**Directions for this task:** Give the data below again exactly as it stands. Omit the pictures.

[Dataset rows on where objects appear]

╔══

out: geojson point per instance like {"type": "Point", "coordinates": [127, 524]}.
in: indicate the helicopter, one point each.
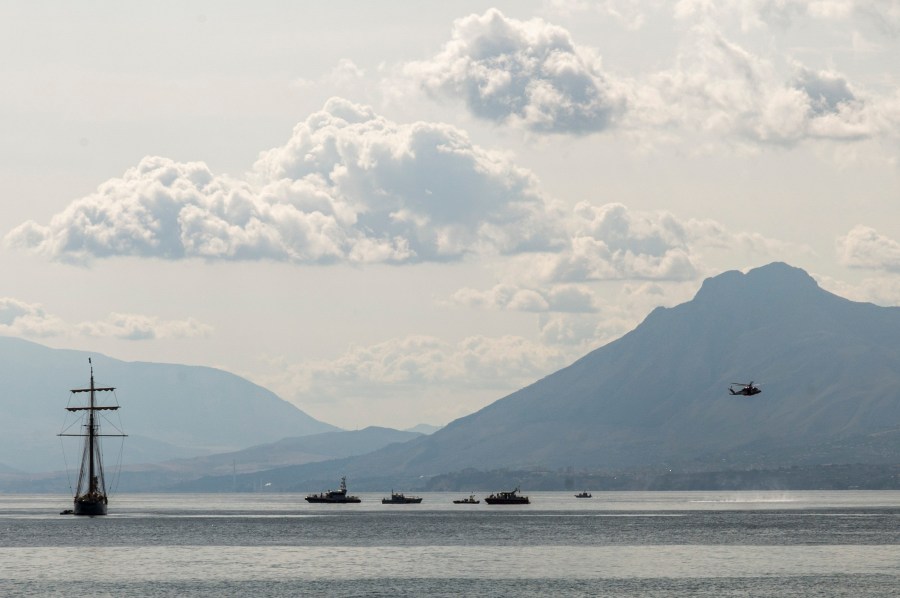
{"type": "Point", "coordinates": [747, 390]}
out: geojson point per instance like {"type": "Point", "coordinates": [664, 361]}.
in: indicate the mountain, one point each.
{"type": "Point", "coordinates": [424, 429]}
{"type": "Point", "coordinates": [829, 369]}
{"type": "Point", "coordinates": [287, 451]}
{"type": "Point", "coordinates": [168, 411]}
{"type": "Point", "coordinates": [159, 477]}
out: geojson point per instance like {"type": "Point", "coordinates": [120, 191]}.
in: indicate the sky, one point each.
{"type": "Point", "coordinates": [392, 213]}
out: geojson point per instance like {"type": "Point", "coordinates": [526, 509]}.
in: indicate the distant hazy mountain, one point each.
{"type": "Point", "coordinates": [168, 411]}
{"type": "Point", "coordinates": [287, 451]}
{"type": "Point", "coordinates": [829, 369]}
{"type": "Point", "coordinates": [424, 429]}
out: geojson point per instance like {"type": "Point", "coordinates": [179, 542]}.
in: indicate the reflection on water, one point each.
{"type": "Point", "coordinates": [629, 544]}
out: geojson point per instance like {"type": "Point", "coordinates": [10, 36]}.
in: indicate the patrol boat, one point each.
{"type": "Point", "coordinates": [398, 498]}
{"type": "Point", "coordinates": [507, 498]}
{"type": "Point", "coordinates": [334, 496]}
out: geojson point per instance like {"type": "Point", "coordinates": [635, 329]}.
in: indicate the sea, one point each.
{"type": "Point", "coordinates": [641, 544]}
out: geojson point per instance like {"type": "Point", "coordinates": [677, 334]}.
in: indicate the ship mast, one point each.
{"type": "Point", "coordinates": [93, 488]}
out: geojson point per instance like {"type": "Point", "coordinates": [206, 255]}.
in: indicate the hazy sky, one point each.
{"type": "Point", "coordinates": [397, 212]}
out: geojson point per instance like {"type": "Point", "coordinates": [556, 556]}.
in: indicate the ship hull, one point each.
{"type": "Point", "coordinates": [91, 508]}
{"type": "Point", "coordinates": [333, 501]}
{"type": "Point", "coordinates": [507, 501]}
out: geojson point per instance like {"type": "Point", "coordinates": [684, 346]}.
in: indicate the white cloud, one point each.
{"type": "Point", "coordinates": [528, 73]}
{"type": "Point", "coordinates": [611, 242]}
{"type": "Point", "coordinates": [721, 89]}
{"type": "Point", "coordinates": [348, 186]}
{"type": "Point", "coordinates": [140, 327]}
{"type": "Point", "coordinates": [415, 374]}
{"type": "Point", "coordinates": [558, 298]}
{"type": "Point", "coordinates": [19, 318]}
{"type": "Point", "coordinates": [864, 247]}
{"type": "Point", "coordinates": [531, 73]}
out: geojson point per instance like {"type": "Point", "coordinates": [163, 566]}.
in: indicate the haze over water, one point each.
{"type": "Point", "coordinates": [623, 544]}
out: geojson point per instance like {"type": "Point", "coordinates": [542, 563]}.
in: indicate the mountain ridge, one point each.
{"type": "Point", "coordinates": [829, 369]}
{"type": "Point", "coordinates": [169, 410]}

╚══

**Answer to this problem:**
out: geojson point per instance like {"type": "Point", "coordinates": [127, 524]}.
in: indicate the helicopter, one point each.
{"type": "Point", "coordinates": [747, 390]}
out: geojson point per instance like {"type": "Point", "coordinates": [664, 361]}.
in: indicate the mountain, one point each.
{"type": "Point", "coordinates": [424, 429]}
{"type": "Point", "coordinates": [829, 369]}
{"type": "Point", "coordinates": [287, 451]}
{"type": "Point", "coordinates": [168, 411]}
{"type": "Point", "coordinates": [159, 477]}
out: geojson point per instance like {"type": "Point", "coordinates": [120, 191]}.
in: indicate the sky, one point each.
{"type": "Point", "coordinates": [392, 213]}
out: geojson point per instance like {"type": "Point", "coordinates": [526, 509]}.
in: indicate the distant hazy mountain, one point each.
{"type": "Point", "coordinates": [168, 411]}
{"type": "Point", "coordinates": [287, 451]}
{"type": "Point", "coordinates": [829, 369]}
{"type": "Point", "coordinates": [424, 429]}
out: geojson point per instance like {"type": "Point", "coordinates": [179, 542]}.
in: indicate the reflection on water, one point each.
{"type": "Point", "coordinates": [629, 544]}
out: geojson point per instance like {"type": "Point", "coordinates": [10, 36]}.
in: indicate the patrol boat, one point each.
{"type": "Point", "coordinates": [398, 498]}
{"type": "Point", "coordinates": [507, 498]}
{"type": "Point", "coordinates": [334, 496]}
out: geojson point per instance like {"type": "Point", "coordinates": [635, 329]}.
in: indicate the sea, one point each.
{"type": "Point", "coordinates": [641, 544]}
out: geojson point per instance like {"type": "Point", "coordinates": [677, 334]}.
in: indicate the ship mast, one point each.
{"type": "Point", "coordinates": [93, 488]}
out: geojson point per instance like {"type": "Point", "coordinates": [206, 255]}.
in: indicate the hazy sky, one point each.
{"type": "Point", "coordinates": [397, 212]}
out: geojson point per instance like {"type": "Point", "coordinates": [556, 556]}.
in: indicate the ship hull, one point each.
{"type": "Point", "coordinates": [91, 508]}
{"type": "Point", "coordinates": [333, 501]}
{"type": "Point", "coordinates": [507, 501]}
out: geojson point per instance like {"type": "Point", "coordinates": [684, 346]}.
in: indicate the white cloud, one point each.
{"type": "Point", "coordinates": [528, 73]}
{"type": "Point", "coordinates": [611, 242]}
{"type": "Point", "coordinates": [721, 89]}
{"type": "Point", "coordinates": [348, 186]}
{"type": "Point", "coordinates": [140, 327]}
{"type": "Point", "coordinates": [415, 374]}
{"type": "Point", "coordinates": [558, 298]}
{"type": "Point", "coordinates": [19, 318]}
{"type": "Point", "coordinates": [864, 247]}
{"type": "Point", "coordinates": [531, 73]}
out: geojson point per instance like {"type": "Point", "coordinates": [163, 566]}.
in: indicate the haze over water, one point each.
{"type": "Point", "coordinates": [623, 544]}
out: geojson point per instance like {"type": "Point", "coordinates": [542, 563]}.
in: indicate the mountain ridge, one point each.
{"type": "Point", "coordinates": [829, 369]}
{"type": "Point", "coordinates": [169, 410]}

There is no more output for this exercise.